>> Begin MATERIAL FOR THE TASK

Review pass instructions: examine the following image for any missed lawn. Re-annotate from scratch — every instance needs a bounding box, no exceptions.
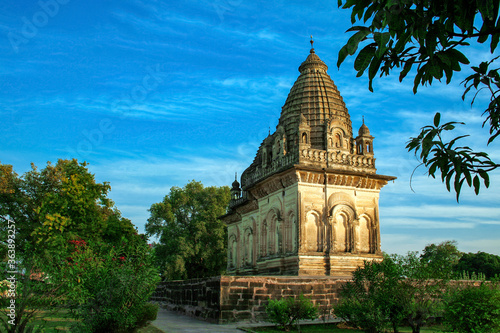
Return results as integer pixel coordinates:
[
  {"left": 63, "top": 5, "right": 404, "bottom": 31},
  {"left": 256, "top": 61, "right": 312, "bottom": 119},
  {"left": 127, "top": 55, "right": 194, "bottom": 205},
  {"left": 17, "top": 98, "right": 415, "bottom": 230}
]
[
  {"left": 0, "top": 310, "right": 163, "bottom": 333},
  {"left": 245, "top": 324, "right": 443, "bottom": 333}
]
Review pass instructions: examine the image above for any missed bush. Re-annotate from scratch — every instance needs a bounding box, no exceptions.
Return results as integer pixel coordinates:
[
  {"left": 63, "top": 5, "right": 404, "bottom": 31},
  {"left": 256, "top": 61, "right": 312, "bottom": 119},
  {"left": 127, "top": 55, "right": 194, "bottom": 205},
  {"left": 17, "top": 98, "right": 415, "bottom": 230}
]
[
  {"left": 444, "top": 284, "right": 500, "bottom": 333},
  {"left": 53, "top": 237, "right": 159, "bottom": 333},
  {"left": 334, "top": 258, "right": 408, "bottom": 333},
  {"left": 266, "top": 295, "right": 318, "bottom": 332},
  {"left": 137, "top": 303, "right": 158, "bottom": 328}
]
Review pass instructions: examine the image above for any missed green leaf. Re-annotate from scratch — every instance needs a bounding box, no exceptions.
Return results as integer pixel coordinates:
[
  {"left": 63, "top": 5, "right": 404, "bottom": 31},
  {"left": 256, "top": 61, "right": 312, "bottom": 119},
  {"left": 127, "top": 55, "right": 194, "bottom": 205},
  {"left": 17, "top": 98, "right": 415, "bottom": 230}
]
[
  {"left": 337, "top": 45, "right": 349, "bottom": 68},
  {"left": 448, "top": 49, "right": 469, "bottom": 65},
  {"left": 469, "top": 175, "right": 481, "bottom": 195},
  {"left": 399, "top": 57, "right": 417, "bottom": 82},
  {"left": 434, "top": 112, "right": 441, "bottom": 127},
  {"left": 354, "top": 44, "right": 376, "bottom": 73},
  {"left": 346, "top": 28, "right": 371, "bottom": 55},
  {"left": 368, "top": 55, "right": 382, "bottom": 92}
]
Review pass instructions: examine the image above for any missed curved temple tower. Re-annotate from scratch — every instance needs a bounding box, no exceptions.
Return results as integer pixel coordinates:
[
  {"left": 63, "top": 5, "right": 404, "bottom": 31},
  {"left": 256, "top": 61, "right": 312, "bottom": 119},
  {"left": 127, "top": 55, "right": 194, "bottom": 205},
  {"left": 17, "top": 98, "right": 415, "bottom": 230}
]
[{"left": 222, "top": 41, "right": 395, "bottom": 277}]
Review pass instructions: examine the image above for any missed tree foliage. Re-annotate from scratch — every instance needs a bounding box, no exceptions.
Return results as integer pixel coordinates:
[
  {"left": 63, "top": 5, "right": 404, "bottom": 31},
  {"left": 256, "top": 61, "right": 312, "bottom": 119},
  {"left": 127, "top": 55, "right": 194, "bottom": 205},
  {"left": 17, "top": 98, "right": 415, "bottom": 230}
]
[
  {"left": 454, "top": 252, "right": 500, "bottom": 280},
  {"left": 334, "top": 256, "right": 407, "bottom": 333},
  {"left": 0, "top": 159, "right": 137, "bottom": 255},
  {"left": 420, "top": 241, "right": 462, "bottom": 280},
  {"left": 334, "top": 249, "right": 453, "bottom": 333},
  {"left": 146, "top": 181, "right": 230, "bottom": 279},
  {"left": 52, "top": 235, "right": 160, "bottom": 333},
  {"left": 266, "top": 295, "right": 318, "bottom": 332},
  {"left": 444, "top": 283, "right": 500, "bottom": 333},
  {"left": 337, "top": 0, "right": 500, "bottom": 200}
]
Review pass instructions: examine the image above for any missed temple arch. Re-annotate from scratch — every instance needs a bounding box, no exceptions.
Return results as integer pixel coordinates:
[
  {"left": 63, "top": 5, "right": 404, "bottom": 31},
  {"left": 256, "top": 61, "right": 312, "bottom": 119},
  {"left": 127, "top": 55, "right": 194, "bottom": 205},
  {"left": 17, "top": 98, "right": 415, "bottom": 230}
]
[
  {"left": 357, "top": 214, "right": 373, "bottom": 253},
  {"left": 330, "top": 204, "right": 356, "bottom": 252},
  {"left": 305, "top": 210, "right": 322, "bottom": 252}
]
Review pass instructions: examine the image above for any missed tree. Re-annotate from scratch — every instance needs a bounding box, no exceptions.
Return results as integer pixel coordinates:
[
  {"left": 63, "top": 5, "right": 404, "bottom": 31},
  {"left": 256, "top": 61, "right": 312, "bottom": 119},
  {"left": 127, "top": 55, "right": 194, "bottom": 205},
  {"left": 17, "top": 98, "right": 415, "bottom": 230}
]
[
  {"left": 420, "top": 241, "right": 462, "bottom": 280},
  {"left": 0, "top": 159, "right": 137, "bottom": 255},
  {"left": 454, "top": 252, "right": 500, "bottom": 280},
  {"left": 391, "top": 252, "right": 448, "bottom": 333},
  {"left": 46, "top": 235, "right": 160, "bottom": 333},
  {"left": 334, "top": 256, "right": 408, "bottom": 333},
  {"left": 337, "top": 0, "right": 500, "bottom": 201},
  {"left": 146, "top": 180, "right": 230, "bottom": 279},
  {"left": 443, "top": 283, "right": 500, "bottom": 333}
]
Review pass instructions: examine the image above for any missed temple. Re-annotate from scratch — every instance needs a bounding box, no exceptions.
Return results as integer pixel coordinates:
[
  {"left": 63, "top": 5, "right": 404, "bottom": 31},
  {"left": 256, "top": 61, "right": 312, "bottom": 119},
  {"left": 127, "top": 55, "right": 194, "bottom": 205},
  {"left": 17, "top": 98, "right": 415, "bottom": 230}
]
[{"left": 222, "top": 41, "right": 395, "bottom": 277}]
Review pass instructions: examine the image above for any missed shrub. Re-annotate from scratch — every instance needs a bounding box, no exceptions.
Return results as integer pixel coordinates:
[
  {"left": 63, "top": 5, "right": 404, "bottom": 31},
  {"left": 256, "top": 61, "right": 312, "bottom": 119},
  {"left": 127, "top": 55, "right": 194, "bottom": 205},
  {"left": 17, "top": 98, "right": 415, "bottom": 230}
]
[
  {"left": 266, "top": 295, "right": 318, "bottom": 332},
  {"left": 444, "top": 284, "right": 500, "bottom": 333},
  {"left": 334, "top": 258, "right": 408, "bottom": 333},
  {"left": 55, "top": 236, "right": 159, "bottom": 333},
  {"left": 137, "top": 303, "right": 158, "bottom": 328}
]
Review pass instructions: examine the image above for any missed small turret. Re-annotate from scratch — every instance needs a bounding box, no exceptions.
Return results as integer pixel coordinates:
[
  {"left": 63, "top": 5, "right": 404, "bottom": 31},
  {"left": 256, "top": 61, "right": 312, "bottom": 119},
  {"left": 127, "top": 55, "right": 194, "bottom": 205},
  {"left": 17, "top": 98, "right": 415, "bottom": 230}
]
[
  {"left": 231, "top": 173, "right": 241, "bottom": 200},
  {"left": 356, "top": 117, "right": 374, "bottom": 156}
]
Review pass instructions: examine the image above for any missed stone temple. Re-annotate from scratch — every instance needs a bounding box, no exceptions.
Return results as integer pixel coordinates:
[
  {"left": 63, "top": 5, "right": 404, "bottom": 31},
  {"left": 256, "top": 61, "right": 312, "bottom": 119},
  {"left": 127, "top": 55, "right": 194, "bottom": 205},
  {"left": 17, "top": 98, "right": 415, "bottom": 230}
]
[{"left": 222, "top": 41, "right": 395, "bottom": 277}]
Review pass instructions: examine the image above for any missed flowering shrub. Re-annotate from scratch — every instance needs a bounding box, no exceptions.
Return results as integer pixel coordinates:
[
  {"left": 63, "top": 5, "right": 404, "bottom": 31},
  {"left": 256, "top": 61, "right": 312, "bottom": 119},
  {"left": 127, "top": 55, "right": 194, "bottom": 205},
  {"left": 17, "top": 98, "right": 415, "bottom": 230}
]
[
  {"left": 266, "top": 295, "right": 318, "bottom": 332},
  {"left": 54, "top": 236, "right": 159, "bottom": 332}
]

>> End MATERIAL FOR THE TASK

■ WRITTEN TASK: Reproduce every line of the data, beginning at the line that contains "any missed stone" and stopping after the final line of the data. Increase each bounding-box coordinate in the answers by 13, and leave all other lines, including the coordinate lists that precede each answer, unchanged.

■ TASK SOLUTION:
Review pass instructions: examine the image above for any missed stone temple. Re-annotate from scratch — every instance needs a bounding box, no exceptions.
Return results as integer pixel coordinates:
[
  {"left": 63, "top": 5, "right": 404, "bottom": 31},
  {"left": 256, "top": 61, "right": 312, "bottom": 119},
  {"left": 127, "top": 55, "right": 194, "bottom": 205},
  {"left": 17, "top": 98, "right": 415, "bottom": 230}
]
[{"left": 235, "top": 54, "right": 408, "bottom": 290}]
Review pass instructions: examine the image above for any missed flowering shrub. Re-annotate from scratch — every instance needs a bounding box, no exceptions.
Return results as integer pixel coordinates:
[
  {"left": 63, "top": 5, "right": 404, "bottom": 31},
  {"left": 256, "top": 61, "right": 312, "bottom": 119},
  {"left": 127, "top": 55, "right": 194, "bottom": 205},
  {"left": 17, "top": 98, "right": 415, "bottom": 230}
]
[
  {"left": 279, "top": 308, "right": 331, "bottom": 345},
  {"left": 67, "top": 249, "right": 172, "bottom": 345}
]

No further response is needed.